→ **LEHRTEXT**
● ● ● ●

Er sagt, dass nächtliche Schmerzen bei älteren Kindern und Jugendlichen ein besonderes Problem darstellen. Bei jüngeren Kindern kommt es häufig zu nächtlichen "Wachstumsschmerzen", bei älteren Kindern ist dies jedoch seltener der Fall, so dass es wichtig ist, dies abklären zu lassen.
Auch Leistungsveränderungen, mangelnde Bereitschaft zur Teilnahme oder die Bevorzugung einer Körperhälfte können frühe Anzeichen für sich entwickelnde Probleme sein.
Zu den körperlichen Anzeichen gehören Schwellungen, Blutergüsse oder Verformungen, aber auch subtilere Veränderungen wie veränderte Bewegungen, eingeschränkter Bewegungsumfang oder Muskelschwäche. "Eltern sollten ihrem Instinkt vertrauen - wenn etwas an der Bewegung oder dem Verhalten ihres Kindes beim Sport anders erscheint, lohnt es sich, dem nachzugehen", rät Reed.
Er sagt, dass Schlafstörungen, Stimmungsschwankungen oder Appetitlosigkeit ebenfalls darauf hinweisen können, dass ein Kind mit Schmerzen zu kämpfen hat, die mit seinen sportlichen Aktivitäten zusammenhängen.
Wie können Eltern helfen, Sportverletzungen zu vermeiden?
Laut Ashdown ist es wichtig, dass Schulen, Trainer und Eltern das LTAD-Modell (Long-Term Athletic Development) verstehen, das ein altersgerechtes Training, ausgewogene Aktivitäten in verschiedenen Sportarten und auf die jeweilige Entwicklungsstufe zugeschnittene Aufwärmübungen fördert.
"Dies trägt nicht nur zur Verringerung des Verletzungsrisikos bei, sondern führt auch langfristig zu stärkeren, gesünderen Sportlern", sagt sie. "Es ist zwar wichtig, Kinder zu aktiver Betätigung zu ermutigen, aber Prävention ist viel besser als Rehabilitation.
Reed stimmt zu, dass Eltern ihre Kinder ermutigen sollten, an mehreren Sportarten und Aktivitäten teilzunehmen, und erklärt: "Dieser Cross-Training-Ansatz hilft bei der Entwicklung vielfältiger Bewegungsmuster, verhindert wiederholte Belastungen und verringert das Risiko von Überlastungsschäden.
"Ich rate dringend davon ab, sich vor dem Alter von 14 bis 16 Jahren auf eine einzige Sportart zu spezialisieren, und in jedem Alter ist es wichtig, Ruhepausen zwischen den Trainingseinheiten einzuhalten. Angemessene Ruhe- und Erholungsphasen sind ebenfalls unverzichtbar, um Verletzungen vorzubeugen.

● ● ● ●

→ **DATENSATZAUSZÜGE**
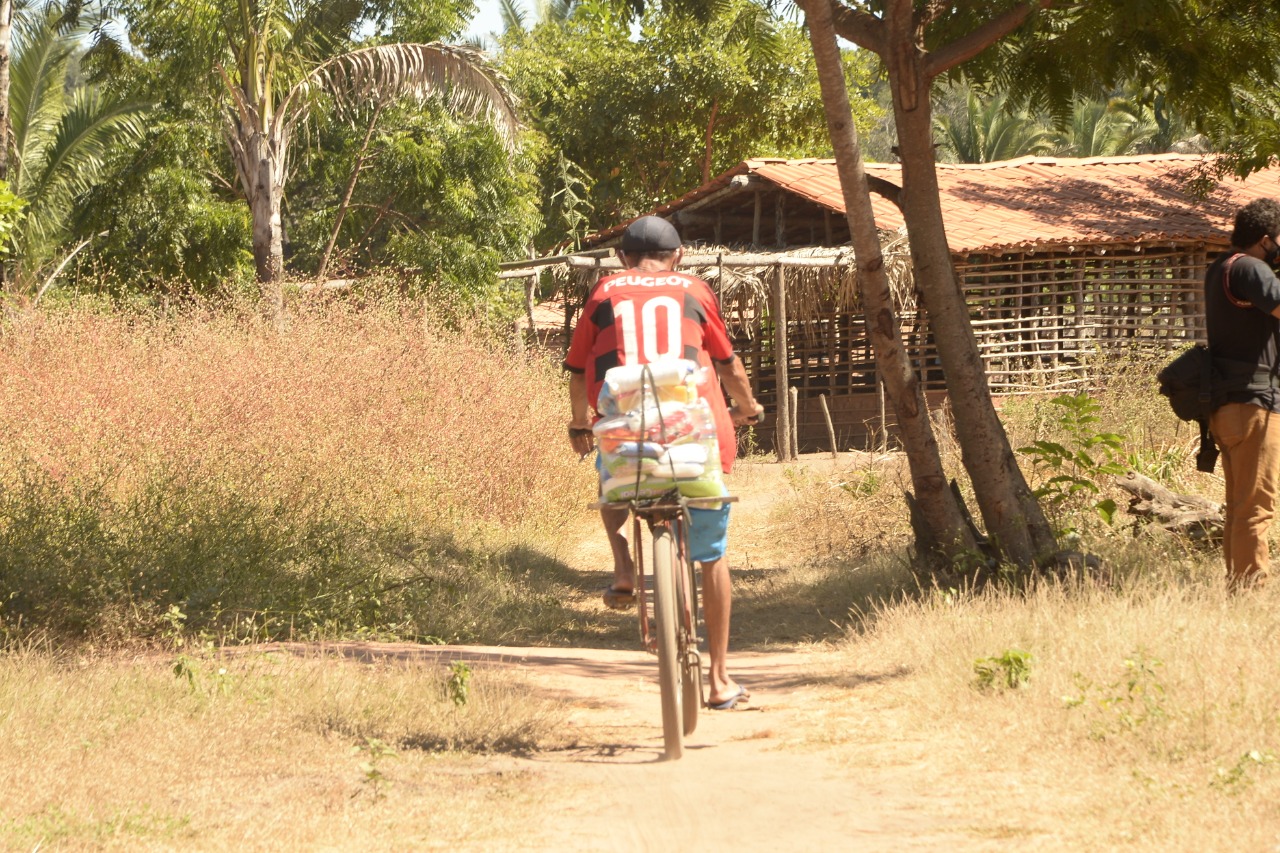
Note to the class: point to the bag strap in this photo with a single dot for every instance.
(1206, 395)
(1226, 283)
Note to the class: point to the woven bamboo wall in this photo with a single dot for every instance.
(1043, 322)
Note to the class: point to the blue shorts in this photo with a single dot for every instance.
(708, 529)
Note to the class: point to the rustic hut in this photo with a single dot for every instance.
(1065, 263)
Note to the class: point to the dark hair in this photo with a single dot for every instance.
(1255, 220)
(664, 256)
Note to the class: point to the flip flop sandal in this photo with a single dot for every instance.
(732, 702)
(618, 598)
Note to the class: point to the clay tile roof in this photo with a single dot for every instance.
(1034, 201)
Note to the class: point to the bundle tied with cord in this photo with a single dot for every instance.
(656, 433)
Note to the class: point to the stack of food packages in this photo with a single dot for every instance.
(656, 433)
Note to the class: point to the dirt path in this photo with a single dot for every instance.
(752, 780)
(746, 780)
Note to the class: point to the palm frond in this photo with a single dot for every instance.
(36, 89)
(387, 73)
(511, 14)
(76, 156)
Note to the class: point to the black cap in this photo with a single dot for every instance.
(649, 235)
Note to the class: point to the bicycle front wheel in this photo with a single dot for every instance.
(670, 664)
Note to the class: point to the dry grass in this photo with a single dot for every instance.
(364, 470)
(257, 752)
(1148, 716)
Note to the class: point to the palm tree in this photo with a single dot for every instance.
(278, 60)
(1104, 128)
(988, 131)
(63, 129)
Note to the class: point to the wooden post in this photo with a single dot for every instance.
(782, 441)
(755, 222)
(795, 422)
(831, 428)
(880, 401)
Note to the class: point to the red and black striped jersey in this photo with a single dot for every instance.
(638, 316)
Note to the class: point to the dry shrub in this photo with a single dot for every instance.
(1147, 715)
(257, 751)
(364, 469)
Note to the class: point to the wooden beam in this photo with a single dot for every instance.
(782, 442)
(755, 223)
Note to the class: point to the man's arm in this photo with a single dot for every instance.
(580, 418)
(732, 375)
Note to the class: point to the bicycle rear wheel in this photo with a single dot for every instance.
(690, 662)
(670, 660)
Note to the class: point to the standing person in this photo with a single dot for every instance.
(645, 313)
(1243, 318)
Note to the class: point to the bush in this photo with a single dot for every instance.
(362, 471)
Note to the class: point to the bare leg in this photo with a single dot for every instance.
(717, 603)
(624, 570)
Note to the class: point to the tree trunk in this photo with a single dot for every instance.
(1009, 510)
(5, 128)
(940, 511)
(265, 200)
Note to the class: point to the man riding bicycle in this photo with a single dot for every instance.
(644, 314)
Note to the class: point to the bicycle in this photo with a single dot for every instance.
(675, 614)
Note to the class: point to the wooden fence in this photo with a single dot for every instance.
(1043, 320)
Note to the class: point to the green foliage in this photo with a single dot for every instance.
(1133, 701)
(988, 129)
(460, 683)
(652, 117)
(439, 196)
(1075, 460)
(64, 131)
(1010, 670)
(1237, 778)
(165, 229)
(10, 215)
(376, 752)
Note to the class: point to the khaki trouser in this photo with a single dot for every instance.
(1249, 439)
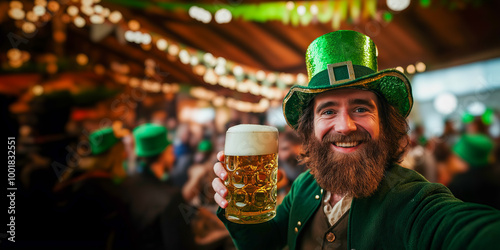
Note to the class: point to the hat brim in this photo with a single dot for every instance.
(391, 84)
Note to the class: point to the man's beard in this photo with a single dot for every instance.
(357, 173)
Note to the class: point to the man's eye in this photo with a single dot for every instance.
(328, 112)
(360, 110)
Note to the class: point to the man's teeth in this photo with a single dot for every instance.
(346, 144)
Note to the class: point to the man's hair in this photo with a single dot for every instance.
(393, 124)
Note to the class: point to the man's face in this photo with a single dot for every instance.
(346, 112)
(347, 150)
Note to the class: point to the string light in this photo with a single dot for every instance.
(420, 66)
(223, 16)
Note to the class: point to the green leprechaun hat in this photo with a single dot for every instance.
(150, 139)
(101, 140)
(346, 59)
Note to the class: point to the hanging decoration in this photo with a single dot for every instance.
(214, 70)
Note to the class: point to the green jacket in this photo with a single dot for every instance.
(406, 212)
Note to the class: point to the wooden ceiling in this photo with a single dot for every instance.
(436, 35)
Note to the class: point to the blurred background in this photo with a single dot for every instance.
(72, 67)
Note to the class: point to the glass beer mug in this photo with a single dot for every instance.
(251, 161)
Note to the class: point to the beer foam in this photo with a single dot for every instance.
(251, 139)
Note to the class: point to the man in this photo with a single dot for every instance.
(354, 195)
(153, 204)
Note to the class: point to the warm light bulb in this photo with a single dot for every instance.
(420, 66)
(79, 22)
(72, 10)
(28, 27)
(134, 25)
(410, 69)
(161, 44)
(82, 59)
(115, 16)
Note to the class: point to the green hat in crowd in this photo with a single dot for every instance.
(475, 149)
(101, 140)
(150, 139)
(205, 146)
(346, 59)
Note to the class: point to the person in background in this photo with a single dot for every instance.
(89, 201)
(481, 183)
(183, 155)
(152, 202)
(448, 163)
(355, 195)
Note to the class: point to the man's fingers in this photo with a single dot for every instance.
(221, 201)
(220, 192)
(220, 171)
(220, 156)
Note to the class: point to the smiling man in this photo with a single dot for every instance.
(352, 119)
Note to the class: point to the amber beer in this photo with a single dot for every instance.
(251, 160)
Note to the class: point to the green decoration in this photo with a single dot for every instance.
(387, 16)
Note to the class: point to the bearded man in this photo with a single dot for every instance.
(352, 119)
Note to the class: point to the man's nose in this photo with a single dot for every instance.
(344, 123)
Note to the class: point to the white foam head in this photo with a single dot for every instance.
(251, 139)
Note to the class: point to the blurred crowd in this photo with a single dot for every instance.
(465, 158)
(141, 179)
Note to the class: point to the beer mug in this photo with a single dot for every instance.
(251, 161)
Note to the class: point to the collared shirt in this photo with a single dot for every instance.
(340, 208)
(327, 229)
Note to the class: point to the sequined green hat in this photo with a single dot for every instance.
(150, 139)
(101, 140)
(346, 59)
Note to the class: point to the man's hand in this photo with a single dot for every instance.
(218, 183)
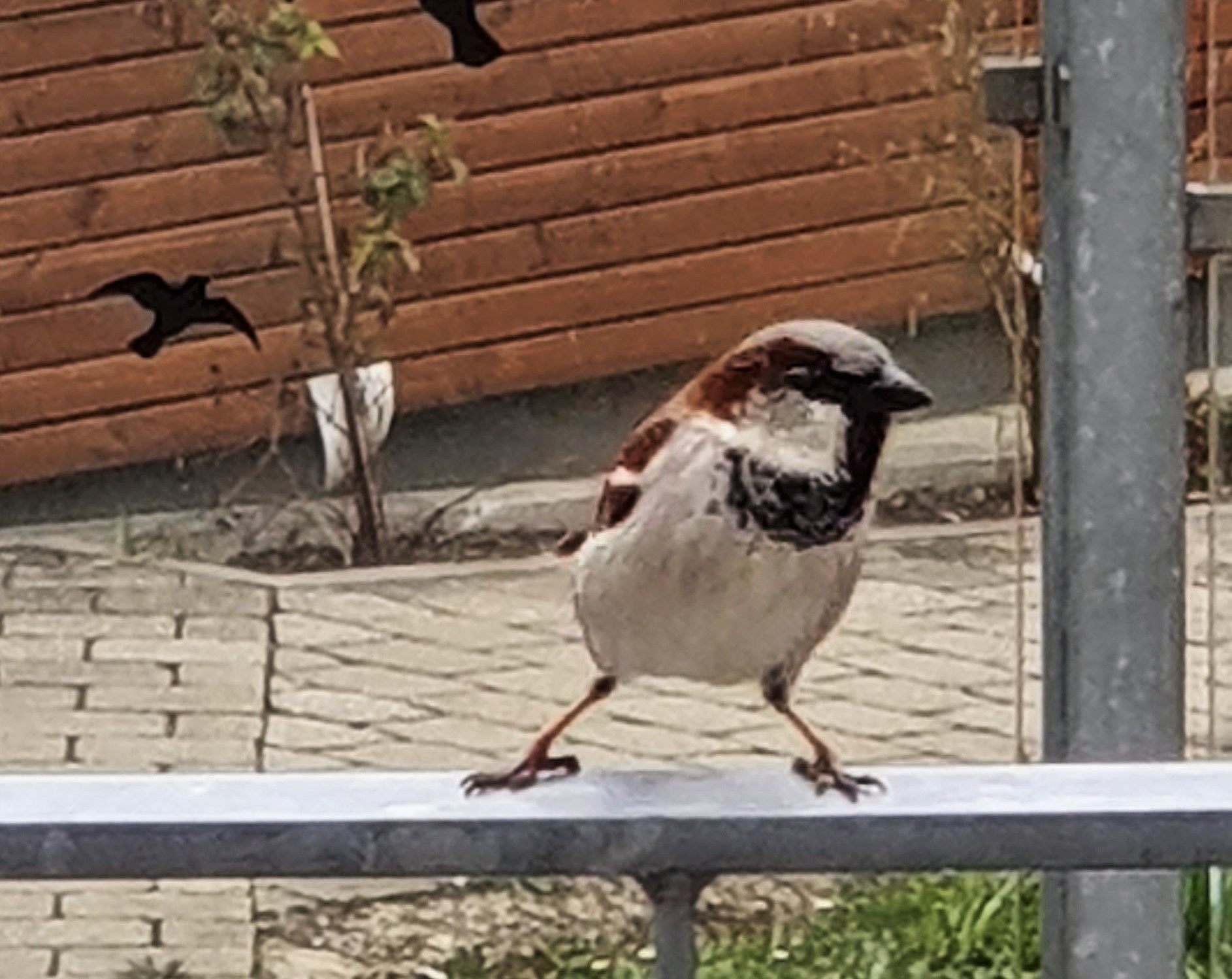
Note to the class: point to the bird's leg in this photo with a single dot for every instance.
(538, 760)
(823, 770)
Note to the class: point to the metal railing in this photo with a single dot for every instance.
(672, 831)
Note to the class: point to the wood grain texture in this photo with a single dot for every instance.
(651, 182)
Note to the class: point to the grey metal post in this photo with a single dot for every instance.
(1114, 349)
(674, 897)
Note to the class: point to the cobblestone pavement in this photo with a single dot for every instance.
(108, 665)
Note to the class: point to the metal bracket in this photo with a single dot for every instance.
(1016, 95)
(1013, 90)
(1209, 218)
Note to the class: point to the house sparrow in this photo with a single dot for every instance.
(728, 535)
(175, 308)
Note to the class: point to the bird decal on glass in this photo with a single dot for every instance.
(472, 43)
(175, 308)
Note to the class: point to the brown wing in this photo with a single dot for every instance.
(616, 500)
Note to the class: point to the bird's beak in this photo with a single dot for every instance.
(897, 391)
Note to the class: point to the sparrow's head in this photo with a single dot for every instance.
(822, 361)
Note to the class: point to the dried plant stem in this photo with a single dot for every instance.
(339, 320)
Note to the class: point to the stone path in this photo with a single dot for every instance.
(110, 665)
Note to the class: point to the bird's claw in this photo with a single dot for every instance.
(521, 776)
(827, 777)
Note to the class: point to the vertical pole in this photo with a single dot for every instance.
(1114, 346)
(674, 897)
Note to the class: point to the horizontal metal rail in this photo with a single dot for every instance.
(1090, 816)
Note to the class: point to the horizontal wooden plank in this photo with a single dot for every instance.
(551, 248)
(1198, 14)
(510, 139)
(730, 273)
(690, 335)
(236, 418)
(182, 196)
(108, 32)
(79, 37)
(227, 421)
(76, 332)
(538, 76)
(788, 261)
(551, 190)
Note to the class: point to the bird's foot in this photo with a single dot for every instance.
(826, 776)
(521, 776)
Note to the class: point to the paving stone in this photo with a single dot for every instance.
(844, 717)
(199, 598)
(76, 674)
(393, 618)
(39, 934)
(424, 657)
(412, 756)
(903, 695)
(88, 627)
(179, 652)
(928, 667)
(229, 886)
(206, 963)
(296, 663)
(27, 963)
(223, 727)
(227, 628)
(342, 706)
(29, 649)
(146, 754)
(387, 684)
(226, 905)
(247, 676)
(295, 629)
(281, 760)
(16, 701)
(108, 724)
(46, 599)
(472, 735)
(229, 699)
(967, 745)
(509, 709)
(997, 718)
(307, 734)
(685, 714)
(563, 685)
(643, 739)
(25, 904)
(197, 934)
(20, 746)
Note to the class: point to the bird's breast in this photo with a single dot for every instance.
(690, 586)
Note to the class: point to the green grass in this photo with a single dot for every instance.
(960, 926)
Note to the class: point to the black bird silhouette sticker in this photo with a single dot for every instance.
(175, 308)
(472, 43)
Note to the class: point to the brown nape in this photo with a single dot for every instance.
(538, 760)
(642, 446)
(726, 385)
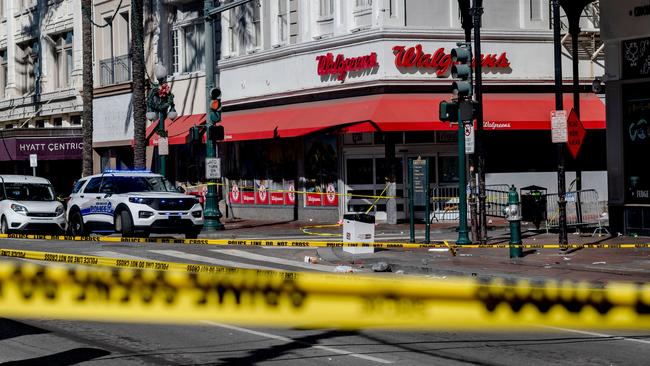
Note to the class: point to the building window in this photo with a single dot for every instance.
(189, 40)
(326, 9)
(362, 4)
(3, 72)
(26, 72)
(176, 67)
(283, 21)
(536, 9)
(62, 65)
(257, 26)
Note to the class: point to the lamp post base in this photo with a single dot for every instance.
(212, 224)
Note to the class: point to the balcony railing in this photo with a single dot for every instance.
(115, 70)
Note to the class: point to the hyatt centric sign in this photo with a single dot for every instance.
(50, 148)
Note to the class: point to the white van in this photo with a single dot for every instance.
(29, 204)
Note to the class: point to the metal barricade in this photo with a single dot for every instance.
(582, 209)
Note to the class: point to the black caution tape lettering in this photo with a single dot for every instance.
(567, 298)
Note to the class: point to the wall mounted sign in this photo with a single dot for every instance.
(636, 58)
(440, 61)
(341, 66)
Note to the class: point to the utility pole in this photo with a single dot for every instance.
(559, 105)
(212, 16)
(467, 24)
(479, 156)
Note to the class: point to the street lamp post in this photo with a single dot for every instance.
(160, 104)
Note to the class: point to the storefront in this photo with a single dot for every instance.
(626, 31)
(306, 134)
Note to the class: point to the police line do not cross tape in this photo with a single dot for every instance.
(312, 243)
(310, 300)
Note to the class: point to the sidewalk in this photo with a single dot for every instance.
(594, 265)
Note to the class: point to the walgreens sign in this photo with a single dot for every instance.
(440, 61)
(341, 65)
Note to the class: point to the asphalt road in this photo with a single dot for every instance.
(54, 342)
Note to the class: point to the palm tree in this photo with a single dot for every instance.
(87, 94)
(139, 106)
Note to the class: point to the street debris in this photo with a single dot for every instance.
(380, 267)
(343, 269)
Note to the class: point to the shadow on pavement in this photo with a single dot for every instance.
(69, 357)
(274, 352)
(11, 328)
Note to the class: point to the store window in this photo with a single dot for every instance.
(536, 9)
(321, 163)
(283, 21)
(448, 169)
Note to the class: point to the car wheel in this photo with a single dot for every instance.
(4, 227)
(77, 227)
(192, 234)
(124, 223)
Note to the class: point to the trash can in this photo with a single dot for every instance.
(358, 228)
(533, 204)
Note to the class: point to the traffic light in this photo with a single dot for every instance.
(448, 111)
(215, 130)
(462, 70)
(215, 105)
(194, 135)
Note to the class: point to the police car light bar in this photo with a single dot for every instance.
(127, 171)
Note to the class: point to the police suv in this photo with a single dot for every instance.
(133, 203)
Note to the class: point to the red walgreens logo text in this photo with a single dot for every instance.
(340, 66)
(415, 57)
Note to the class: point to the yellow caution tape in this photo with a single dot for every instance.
(317, 244)
(309, 300)
(90, 260)
(246, 242)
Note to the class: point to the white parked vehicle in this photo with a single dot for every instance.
(133, 203)
(29, 203)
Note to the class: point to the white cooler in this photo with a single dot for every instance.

● ● ● ●

→ **AUFGABE 1**
Prüfe, ob die Aussagen (a), (b) und (c) mit dem Lehrtext übereinstimmen, und antworte jeweils mit Ja oder Nein samt den entscheidenden Worten des Lehrtexts als wörtlichem Zitat. (a) Reed rät davon ab, dass sich Kinder vor dem Alter von 14 bis 16 Jahren auf eine einzige Sportart spezialisieren. (b) Nächtliche Wachstumsschmerzen treten laut Lehrtext bei älteren Kindern häufiger auf als bei jüngeren. (c) Ashdown hält Rehabilitation für besser als Prävention.
→ **AUFGABE 2**
Tausche im Lehrtext im Abschnitt von „Er sagt, dass nächtliche“ bis „abklären zu lassen.“ das Wort „Jugendlichen“ gegen „Heranwachsenden“ aus und gib den Abschnitt mit dieser Änderung wieder.
Die Datensätze stammen aus einer anderen Quelle.

→ **LÖSUNG 1**
(a) Ja: „Ich rate dringend davon ab, sich vor dem Alter von 14 bis 16 Jahren auf eine einzige Sportart zu spezialisieren“
(b) Nein: „bei älteren Kindern ist dies jedoch seltener der Fall“
(c) Nein: „Prävention ist viel besser als Rehabilitation“

→ **LÖSUNG 2**
Er sagt, dass nächtliche Schmerzen bei älteren Kindern und Heranwachsenden ein besonderes Problem darstellen. Bei jüngeren Kindern kommt es häufig zu nächtlichen "Wachstumsschmerzen", bei älteren Kindern ist dies jedoch seltener der Fall, so dass es wichtig ist, dies abklären zu lassen.